**What the task asks:**
Find the line containing "branch shown in this photo?". Retype it and every line after it through the end of the entries, exactly as written, with nothing added.

**Data entries:**
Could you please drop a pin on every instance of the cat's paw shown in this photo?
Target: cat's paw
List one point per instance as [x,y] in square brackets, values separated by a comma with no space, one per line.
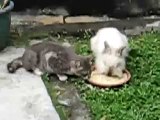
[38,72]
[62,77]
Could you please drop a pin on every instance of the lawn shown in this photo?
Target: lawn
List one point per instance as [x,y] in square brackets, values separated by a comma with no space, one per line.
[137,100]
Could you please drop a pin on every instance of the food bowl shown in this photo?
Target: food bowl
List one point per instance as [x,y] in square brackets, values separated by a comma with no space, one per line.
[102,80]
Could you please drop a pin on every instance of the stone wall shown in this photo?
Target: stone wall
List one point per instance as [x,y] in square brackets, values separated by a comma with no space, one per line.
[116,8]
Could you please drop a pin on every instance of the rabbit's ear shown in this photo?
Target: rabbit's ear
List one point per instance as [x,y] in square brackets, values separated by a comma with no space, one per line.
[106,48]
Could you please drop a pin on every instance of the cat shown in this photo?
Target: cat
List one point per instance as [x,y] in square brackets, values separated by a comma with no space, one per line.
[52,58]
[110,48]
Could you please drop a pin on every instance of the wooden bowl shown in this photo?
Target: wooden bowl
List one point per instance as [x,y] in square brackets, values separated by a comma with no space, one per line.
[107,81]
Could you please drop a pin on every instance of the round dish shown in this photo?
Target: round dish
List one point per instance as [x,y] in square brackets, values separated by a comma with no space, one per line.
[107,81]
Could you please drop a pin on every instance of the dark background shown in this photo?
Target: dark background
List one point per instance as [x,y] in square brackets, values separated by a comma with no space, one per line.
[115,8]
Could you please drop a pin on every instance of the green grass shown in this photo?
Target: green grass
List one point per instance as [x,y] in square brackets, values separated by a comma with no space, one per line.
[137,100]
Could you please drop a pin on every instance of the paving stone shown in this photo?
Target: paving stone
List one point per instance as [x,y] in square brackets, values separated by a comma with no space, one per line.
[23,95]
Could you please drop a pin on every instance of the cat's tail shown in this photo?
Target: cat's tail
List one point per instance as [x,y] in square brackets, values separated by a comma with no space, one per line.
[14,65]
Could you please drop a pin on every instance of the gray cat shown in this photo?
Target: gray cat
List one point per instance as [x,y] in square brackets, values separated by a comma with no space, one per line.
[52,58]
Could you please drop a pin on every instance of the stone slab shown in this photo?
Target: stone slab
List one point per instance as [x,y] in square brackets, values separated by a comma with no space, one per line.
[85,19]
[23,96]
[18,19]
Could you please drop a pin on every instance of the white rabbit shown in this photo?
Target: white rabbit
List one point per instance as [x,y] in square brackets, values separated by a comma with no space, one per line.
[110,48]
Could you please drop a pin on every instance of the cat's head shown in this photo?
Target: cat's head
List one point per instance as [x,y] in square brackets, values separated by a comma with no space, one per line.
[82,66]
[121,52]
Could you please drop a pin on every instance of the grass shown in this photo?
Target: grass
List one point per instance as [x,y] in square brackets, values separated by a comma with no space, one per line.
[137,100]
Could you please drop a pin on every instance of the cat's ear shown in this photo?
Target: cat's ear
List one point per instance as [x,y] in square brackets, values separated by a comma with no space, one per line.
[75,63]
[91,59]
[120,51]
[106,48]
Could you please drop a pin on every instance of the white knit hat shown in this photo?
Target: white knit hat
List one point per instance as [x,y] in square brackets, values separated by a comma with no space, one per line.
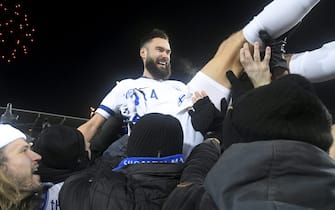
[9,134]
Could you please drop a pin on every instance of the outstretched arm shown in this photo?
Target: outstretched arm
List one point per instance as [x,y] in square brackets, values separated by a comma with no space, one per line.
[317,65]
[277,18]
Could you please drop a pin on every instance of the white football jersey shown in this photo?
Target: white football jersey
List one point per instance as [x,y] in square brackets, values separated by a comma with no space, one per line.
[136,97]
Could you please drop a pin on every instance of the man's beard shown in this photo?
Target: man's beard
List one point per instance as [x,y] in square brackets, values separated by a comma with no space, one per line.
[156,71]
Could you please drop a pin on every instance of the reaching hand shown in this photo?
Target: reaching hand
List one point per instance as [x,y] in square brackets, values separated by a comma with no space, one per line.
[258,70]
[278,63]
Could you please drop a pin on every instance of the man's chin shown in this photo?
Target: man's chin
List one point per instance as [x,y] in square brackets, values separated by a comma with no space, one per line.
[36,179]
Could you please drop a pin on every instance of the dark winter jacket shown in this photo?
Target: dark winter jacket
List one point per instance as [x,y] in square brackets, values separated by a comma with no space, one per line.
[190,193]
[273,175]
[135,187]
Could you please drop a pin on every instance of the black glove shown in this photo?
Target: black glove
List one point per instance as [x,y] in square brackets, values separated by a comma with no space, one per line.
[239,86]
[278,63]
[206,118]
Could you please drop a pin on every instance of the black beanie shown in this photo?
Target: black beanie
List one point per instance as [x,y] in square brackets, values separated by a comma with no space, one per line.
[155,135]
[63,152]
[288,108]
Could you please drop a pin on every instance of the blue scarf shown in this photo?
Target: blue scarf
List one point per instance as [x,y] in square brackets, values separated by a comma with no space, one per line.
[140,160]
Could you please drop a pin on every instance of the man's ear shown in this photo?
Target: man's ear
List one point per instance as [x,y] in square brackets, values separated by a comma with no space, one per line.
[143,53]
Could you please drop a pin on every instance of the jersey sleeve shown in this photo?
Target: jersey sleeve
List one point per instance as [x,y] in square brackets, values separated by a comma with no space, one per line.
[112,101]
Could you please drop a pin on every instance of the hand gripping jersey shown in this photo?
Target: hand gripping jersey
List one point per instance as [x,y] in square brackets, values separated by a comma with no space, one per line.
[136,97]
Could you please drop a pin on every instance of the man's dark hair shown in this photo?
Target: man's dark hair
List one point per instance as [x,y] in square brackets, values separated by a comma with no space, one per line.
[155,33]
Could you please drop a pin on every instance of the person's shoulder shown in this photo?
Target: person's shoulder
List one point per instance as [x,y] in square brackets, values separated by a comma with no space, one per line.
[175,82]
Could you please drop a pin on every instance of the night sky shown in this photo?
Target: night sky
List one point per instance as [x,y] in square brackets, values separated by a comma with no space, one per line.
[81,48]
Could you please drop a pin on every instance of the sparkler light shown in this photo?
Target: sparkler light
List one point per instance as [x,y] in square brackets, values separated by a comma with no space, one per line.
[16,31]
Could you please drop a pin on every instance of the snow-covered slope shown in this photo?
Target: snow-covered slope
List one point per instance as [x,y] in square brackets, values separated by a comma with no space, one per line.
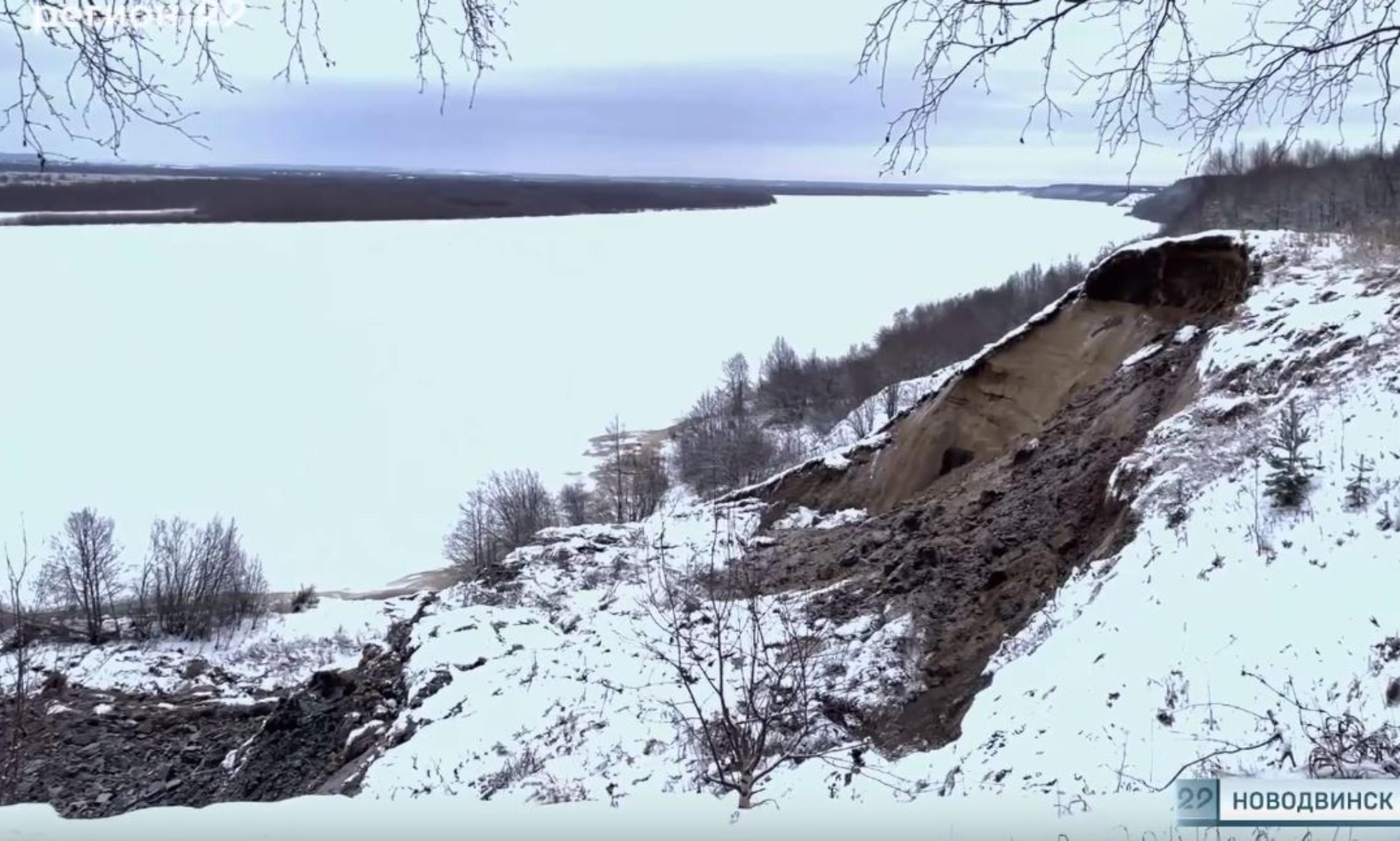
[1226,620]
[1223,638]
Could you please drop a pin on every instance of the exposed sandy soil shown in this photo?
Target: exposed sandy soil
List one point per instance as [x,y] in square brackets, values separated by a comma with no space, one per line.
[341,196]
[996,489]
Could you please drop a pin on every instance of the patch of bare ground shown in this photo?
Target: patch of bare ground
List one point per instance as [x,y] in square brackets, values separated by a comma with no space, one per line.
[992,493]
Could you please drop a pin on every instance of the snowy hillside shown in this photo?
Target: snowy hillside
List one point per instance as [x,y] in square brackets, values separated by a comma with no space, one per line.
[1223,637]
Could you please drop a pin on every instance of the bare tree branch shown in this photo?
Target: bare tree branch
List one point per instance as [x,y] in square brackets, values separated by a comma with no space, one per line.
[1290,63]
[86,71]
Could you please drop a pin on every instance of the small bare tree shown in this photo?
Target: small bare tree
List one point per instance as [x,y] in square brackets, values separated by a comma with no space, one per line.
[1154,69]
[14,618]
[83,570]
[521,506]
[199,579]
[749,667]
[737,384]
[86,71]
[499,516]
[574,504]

**Solution for this task:**
Could you please drop a pin on every instance of the bare tree branch shown in this photo?
Target: bare tree branch
List one point per instance as [x,y] in square brackets, values separated by a comma with no space, one per line.
[1290,63]
[86,71]
Could you please drop a pin on every instance of the small bare tree shown in this photo?
Target: small bare tree
List one point per instance as [x,y] in square brackets, values separated by a comma with no space, one per line.
[1154,69]
[14,618]
[83,570]
[521,506]
[199,579]
[749,667]
[737,384]
[86,71]
[499,516]
[574,504]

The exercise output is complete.